> **SHORT EXERCISE**: Can you recast the lines from the one containing "Please locate the distant hillside" through the end of the rows as a Markdown table with the columns "Number" and "Line", leaving out blank lines and the pictures?

> **Rows from a point labeling set**:
==========

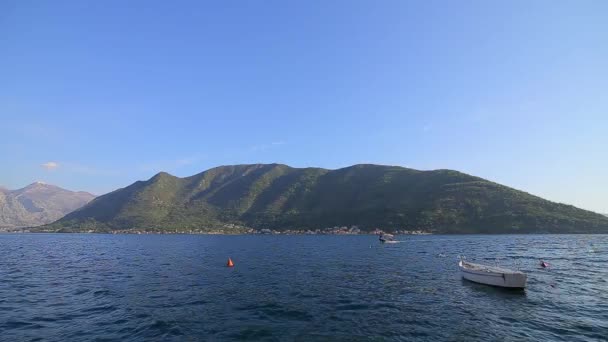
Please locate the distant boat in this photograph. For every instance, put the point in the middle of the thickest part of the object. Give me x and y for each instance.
(494, 276)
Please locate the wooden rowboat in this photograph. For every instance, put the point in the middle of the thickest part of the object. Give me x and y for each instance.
(494, 276)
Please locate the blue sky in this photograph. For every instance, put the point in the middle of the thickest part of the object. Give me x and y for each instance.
(97, 94)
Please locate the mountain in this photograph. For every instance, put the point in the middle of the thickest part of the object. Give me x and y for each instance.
(37, 204)
(231, 199)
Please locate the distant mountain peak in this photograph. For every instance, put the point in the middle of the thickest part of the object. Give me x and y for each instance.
(38, 203)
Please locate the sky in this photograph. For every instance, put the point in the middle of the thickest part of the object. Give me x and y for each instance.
(95, 95)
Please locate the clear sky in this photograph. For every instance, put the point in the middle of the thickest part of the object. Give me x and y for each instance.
(97, 94)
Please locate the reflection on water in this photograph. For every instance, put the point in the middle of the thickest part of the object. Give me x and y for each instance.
(176, 287)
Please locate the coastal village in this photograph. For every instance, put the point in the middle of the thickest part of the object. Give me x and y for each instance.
(239, 230)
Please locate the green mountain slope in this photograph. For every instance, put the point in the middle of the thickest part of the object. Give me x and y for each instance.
(229, 198)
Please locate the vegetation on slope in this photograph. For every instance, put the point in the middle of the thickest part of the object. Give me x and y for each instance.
(229, 198)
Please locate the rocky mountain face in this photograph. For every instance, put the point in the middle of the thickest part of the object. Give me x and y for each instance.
(232, 199)
(38, 204)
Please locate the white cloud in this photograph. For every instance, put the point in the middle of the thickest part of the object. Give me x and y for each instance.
(168, 165)
(263, 147)
(50, 166)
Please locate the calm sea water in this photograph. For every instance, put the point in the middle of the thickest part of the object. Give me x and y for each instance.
(176, 287)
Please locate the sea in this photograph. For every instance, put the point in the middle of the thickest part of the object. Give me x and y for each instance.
(95, 287)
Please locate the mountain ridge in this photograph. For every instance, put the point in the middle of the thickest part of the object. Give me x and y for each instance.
(239, 198)
(38, 203)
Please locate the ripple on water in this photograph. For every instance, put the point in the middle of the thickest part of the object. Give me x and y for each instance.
(302, 287)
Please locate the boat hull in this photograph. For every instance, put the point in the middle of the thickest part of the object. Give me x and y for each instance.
(514, 280)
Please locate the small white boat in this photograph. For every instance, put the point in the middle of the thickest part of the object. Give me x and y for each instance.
(387, 238)
(489, 275)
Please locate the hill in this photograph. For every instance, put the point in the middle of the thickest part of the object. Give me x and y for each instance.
(37, 204)
(231, 199)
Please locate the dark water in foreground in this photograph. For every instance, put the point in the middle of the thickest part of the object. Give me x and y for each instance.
(176, 287)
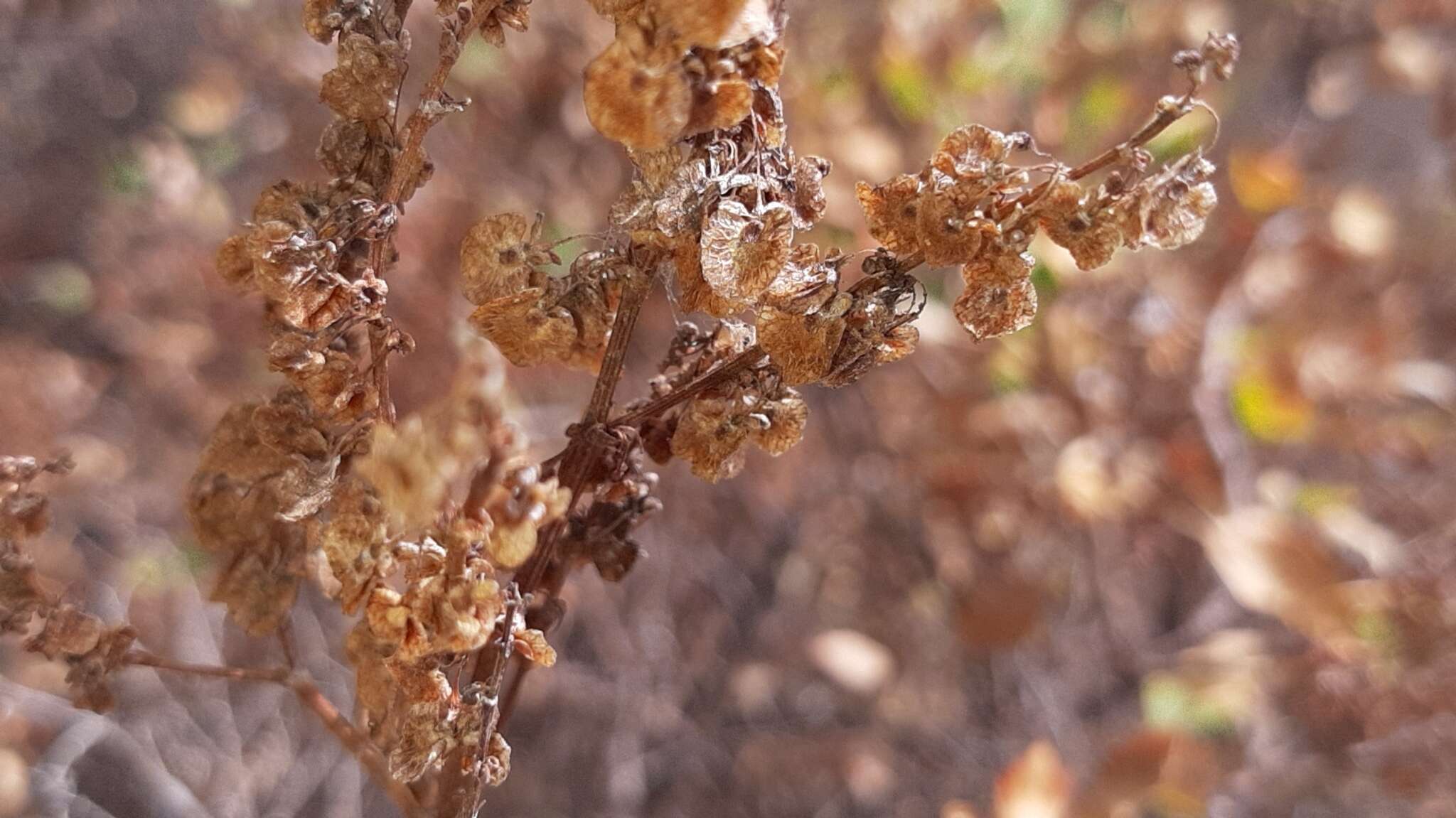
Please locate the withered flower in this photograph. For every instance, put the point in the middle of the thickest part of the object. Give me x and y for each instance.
(363, 85)
(743, 249)
(999, 297)
(500, 254)
(637, 95)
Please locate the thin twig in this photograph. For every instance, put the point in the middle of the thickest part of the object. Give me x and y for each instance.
(746, 360)
(312, 699)
(407, 168)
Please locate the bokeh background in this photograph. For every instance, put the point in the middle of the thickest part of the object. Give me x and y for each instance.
(979, 551)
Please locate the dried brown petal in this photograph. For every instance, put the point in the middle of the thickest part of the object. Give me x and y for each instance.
(786, 416)
(893, 211)
(710, 437)
(1069, 220)
(718, 23)
(744, 251)
(641, 104)
(526, 332)
(496, 257)
(365, 82)
(999, 297)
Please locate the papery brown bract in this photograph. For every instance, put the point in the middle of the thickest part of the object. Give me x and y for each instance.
(363, 83)
(91, 652)
(999, 297)
(641, 101)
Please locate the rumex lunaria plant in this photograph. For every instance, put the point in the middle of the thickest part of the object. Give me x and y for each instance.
(433, 530)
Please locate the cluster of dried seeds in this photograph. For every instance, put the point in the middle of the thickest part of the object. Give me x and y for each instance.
(91, 650)
(322, 483)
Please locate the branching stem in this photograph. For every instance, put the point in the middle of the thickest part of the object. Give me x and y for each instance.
(319, 705)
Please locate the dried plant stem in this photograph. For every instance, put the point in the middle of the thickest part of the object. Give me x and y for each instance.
(575, 462)
(746, 360)
(407, 168)
(319, 705)
(1164, 117)
(575, 465)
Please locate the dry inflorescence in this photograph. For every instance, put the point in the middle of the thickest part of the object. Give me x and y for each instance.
(433, 529)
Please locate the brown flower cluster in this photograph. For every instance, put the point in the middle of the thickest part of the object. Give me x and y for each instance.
(434, 530)
(91, 650)
(970, 205)
(530, 315)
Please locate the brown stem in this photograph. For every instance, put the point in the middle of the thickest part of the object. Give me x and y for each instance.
(575, 466)
(1165, 115)
(739, 362)
(575, 463)
(312, 699)
(407, 168)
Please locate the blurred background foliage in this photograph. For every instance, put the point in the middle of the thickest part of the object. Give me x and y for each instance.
(1183, 548)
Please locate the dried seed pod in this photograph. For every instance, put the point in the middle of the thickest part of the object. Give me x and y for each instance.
(1074, 222)
(744, 251)
(893, 211)
(972, 152)
(718, 23)
(1171, 208)
(233, 261)
(498, 255)
(526, 329)
(641, 102)
(785, 415)
(344, 146)
(514, 15)
(363, 85)
(951, 227)
(803, 347)
(91, 650)
(236, 502)
(710, 438)
(21, 593)
(322, 19)
(808, 200)
(999, 297)
(719, 107)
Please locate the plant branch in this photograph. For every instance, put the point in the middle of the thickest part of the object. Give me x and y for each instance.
(319, 705)
(724, 373)
(401, 176)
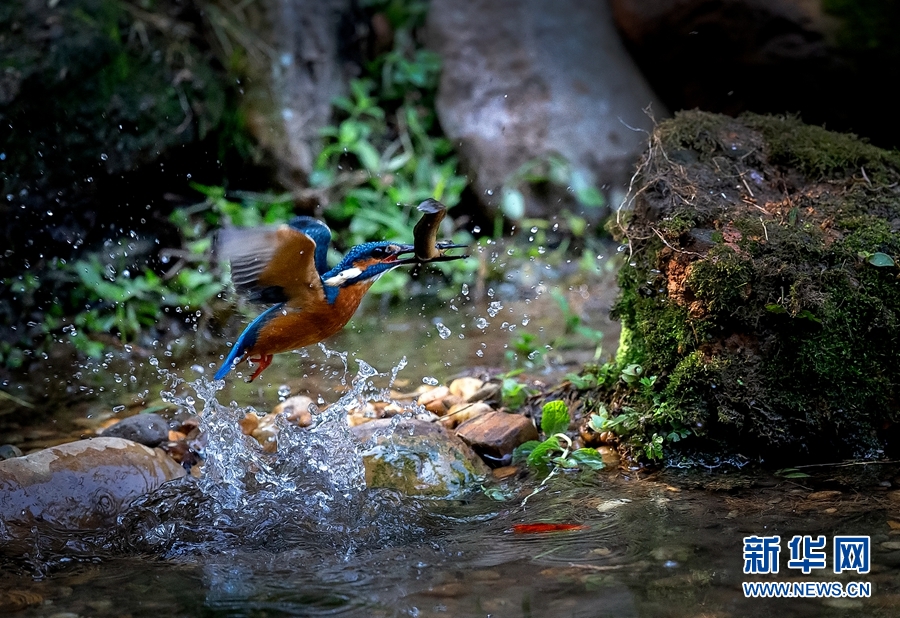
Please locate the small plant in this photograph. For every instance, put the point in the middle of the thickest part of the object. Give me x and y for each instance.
(512, 392)
(556, 449)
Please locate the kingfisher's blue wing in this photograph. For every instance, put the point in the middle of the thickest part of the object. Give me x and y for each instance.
(321, 235)
(277, 264)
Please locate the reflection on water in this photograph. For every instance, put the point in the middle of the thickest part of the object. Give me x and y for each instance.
(296, 533)
(648, 548)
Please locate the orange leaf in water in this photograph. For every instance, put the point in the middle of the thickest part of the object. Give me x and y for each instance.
(539, 528)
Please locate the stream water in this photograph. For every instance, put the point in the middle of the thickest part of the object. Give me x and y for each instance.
(297, 533)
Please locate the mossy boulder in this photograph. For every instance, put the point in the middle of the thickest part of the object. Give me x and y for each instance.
(761, 303)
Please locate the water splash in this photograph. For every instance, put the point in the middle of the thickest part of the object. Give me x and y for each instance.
(309, 494)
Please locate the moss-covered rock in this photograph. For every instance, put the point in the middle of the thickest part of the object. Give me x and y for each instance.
(761, 307)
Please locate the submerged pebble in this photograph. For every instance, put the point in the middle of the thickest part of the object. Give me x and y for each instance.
(80, 485)
(146, 429)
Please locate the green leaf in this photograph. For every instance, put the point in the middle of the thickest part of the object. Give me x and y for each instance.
(512, 203)
(542, 453)
(806, 314)
(598, 421)
(554, 418)
(521, 452)
(587, 457)
(881, 259)
(368, 156)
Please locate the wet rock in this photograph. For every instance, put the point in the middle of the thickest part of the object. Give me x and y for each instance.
(434, 400)
(524, 80)
(489, 393)
(15, 600)
(494, 435)
(504, 472)
(464, 388)
(80, 485)
(418, 458)
(264, 429)
(462, 412)
(146, 429)
(824, 495)
(8, 451)
(739, 363)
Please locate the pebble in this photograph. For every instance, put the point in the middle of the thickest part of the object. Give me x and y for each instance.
(79, 485)
(147, 429)
(464, 388)
(824, 495)
(462, 412)
(490, 392)
(8, 451)
(418, 458)
(494, 435)
(433, 400)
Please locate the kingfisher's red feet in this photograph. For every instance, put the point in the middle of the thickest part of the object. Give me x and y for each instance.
(264, 361)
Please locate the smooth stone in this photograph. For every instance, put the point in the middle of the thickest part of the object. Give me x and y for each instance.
(146, 429)
(79, 485)
(494, 435)
(418, 458)
(465, 387)
(462, 412)
(8, 451)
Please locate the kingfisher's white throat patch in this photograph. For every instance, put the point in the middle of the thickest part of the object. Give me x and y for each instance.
(344, 275)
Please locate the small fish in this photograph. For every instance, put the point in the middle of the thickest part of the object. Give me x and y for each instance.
(541, 528)
(425, 233)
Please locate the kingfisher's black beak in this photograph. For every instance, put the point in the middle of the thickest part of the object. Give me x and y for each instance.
(407, 254)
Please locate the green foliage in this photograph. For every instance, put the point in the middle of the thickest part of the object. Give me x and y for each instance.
(555, 171)
(126, 304)
(537, 455)
(554, 418)
(512, 392)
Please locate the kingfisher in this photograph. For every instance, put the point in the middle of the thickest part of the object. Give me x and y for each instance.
(286, 266)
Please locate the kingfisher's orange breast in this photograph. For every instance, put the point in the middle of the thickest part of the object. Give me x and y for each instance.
(292, 329)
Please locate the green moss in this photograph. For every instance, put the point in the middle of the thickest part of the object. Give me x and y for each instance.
(819, 153)
(782, 337)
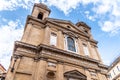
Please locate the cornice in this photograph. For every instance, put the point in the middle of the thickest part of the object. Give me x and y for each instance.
(51, 48)
(114, 63)
(82, 24)
(41, 5)
(103, 66)
(33, 20)
(42, 48)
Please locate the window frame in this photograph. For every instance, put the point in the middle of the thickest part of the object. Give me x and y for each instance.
(53, 35)
(75, 43)
(86, 50)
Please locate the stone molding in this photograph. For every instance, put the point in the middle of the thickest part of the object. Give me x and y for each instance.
(44, 51)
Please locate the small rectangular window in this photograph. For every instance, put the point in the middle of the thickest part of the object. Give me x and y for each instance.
(86, 51)
(114, 72)
(118, 68)
(53, 39)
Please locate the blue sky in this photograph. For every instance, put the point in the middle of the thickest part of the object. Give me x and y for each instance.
(103, 16)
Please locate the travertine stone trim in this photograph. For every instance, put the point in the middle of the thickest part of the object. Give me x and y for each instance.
(60, 72)
(41, 70)
(87, 74)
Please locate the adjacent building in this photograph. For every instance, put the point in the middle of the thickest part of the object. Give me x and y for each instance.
(2, 72)
(55, 49)
(114, 70)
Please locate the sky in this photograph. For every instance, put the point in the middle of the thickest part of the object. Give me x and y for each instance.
(103, 16)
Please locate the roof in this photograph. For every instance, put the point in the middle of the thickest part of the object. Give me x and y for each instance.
(114, 63)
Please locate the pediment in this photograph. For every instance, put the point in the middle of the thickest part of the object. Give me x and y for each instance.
(75, 74)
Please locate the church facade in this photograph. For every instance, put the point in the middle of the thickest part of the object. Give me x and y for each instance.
(54, 49)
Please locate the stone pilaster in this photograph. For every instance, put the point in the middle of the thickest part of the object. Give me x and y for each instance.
(13, 68)
(98, 54)
(60, 72)
(87, 74)
(40, 72)
(60, 40)
(26, 36)
(46, 39)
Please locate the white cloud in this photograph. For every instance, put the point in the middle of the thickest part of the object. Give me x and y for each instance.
(8, 34)
(14, 4)
(100, 8)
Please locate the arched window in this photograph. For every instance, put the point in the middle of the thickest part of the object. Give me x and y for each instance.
(40, 16)
(71, 44)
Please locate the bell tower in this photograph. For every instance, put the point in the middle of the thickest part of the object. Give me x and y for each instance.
(40, 11)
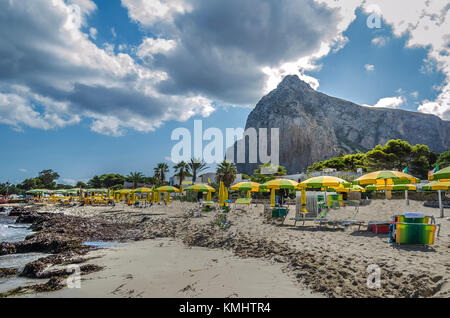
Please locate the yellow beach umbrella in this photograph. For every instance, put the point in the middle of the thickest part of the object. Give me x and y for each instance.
(246, 186)
(353, 188)
(373, 177)
(443, 175)
(200, 188)
(387, 177)
(278, 184)
(439, 186)
(142, 190)
(167, 189)
(323, 182)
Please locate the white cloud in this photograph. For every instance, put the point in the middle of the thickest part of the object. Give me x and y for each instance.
(389, 102)
(65, 77)
(369, 67)
(428, 25)
(69, 181)
(150, 47)
(18, 111)
(379, 41)
(151, 12)
(93, 33)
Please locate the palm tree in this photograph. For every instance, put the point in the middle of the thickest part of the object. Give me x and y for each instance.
(181, 169)
(195, 166)
(136, 178)
(226, 172)
(160, 172)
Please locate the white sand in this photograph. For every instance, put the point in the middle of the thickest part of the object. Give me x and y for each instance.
(165, 268)
(164, 271)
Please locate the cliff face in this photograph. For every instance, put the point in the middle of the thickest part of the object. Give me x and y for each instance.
(314, 126)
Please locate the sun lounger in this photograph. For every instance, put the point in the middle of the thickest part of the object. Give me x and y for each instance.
(243, 201)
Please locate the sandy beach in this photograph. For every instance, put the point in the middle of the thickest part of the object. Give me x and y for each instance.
(187, 256)
(165, 268)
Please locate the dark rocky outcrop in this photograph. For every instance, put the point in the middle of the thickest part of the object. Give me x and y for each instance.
(314, 126)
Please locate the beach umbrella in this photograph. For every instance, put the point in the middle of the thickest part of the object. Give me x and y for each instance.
(353, 188)
(278, 184)
(200, 188)
(371, 178)
(221, 194)
(438, 186)
(249, 187)
(323, 182)
(443, 175)
(391, 187)
(142, 190)
(246, 186)
(387, 177)
(167, 189)
(281, 184)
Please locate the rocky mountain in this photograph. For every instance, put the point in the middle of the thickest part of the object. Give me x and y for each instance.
(314, 126)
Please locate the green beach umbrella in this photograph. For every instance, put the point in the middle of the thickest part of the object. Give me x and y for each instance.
(246, 186)
(142, 190)
(371, 178)
(443, 174)
(168, 189)
(281, 184)
(437, 185)
(200, 188)
(324, 182)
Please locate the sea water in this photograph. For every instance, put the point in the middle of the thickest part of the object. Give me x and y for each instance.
(13, 232)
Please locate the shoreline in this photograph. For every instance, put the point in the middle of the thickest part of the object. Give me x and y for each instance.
(329, 263)
(163, 268)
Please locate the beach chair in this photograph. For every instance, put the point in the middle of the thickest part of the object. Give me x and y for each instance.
(243, 201)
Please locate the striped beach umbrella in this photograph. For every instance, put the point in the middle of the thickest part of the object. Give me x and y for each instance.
(391, 187)
(281, 184)
(374, 177)
(443, 175)
(142, 190)
(323, 182)
(246, 186)
(437, 185)
(168, 189)
(353, 188)
(200, 188)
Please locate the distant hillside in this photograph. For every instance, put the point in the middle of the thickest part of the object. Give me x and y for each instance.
(314, 126)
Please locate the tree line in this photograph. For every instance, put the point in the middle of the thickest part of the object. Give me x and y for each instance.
(47, 178)
(395, 154)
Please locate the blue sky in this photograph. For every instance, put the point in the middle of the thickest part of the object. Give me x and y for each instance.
(83, 135)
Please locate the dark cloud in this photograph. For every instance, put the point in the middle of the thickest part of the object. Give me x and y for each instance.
(223, 45)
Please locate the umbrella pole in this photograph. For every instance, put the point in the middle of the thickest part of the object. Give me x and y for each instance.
(385, 189)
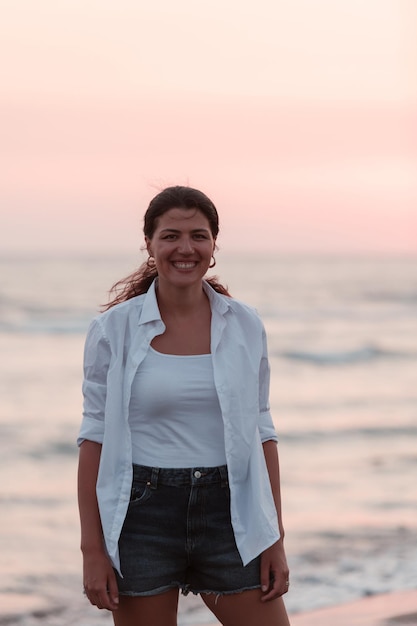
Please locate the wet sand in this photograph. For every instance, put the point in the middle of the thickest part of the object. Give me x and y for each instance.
(395, 609)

==========

> **RESULT**:
| Number | Line |
|---|---|
| 1 | Please locate the distant hillside in this photograph. For every instance, put the point in the middle of the thickest part of the object. Give me x and y for each instance. |
| 2 | (314, 126) |
| 3 | Please locate the tree line in this photograph. For every instance, put the point in the middle of the thickest part of the object. Give me x and y for each instance. |
| 4 | (47, 178) |
| 5 | (395, 154) |
| 6 | Please locate the blue sky in this photograph. For every instance, put the point in the middle of the thickest part of the object. Give me x and y for each instance. |
| 7 | (83, 135) |
| 8 | Please locate the dark cloud in this photograph. For every instance, put the point in the middle of the thickest part of the object. Give me x and y for each instance. |
| 9 | (223, 45) |
| 10 | Please locate the umbrella pole in this photograph. For every instance, put the point in the middle of the thickest part of the object. Give me x and y for each instance. |
| 11 | (385, 189) |
| 12 | Please locate the wet sand in this photograph. For every instance, put the point in the middle of the thickest part of the object. Give me x and y for each instance. |
| 13 | (395, 609) |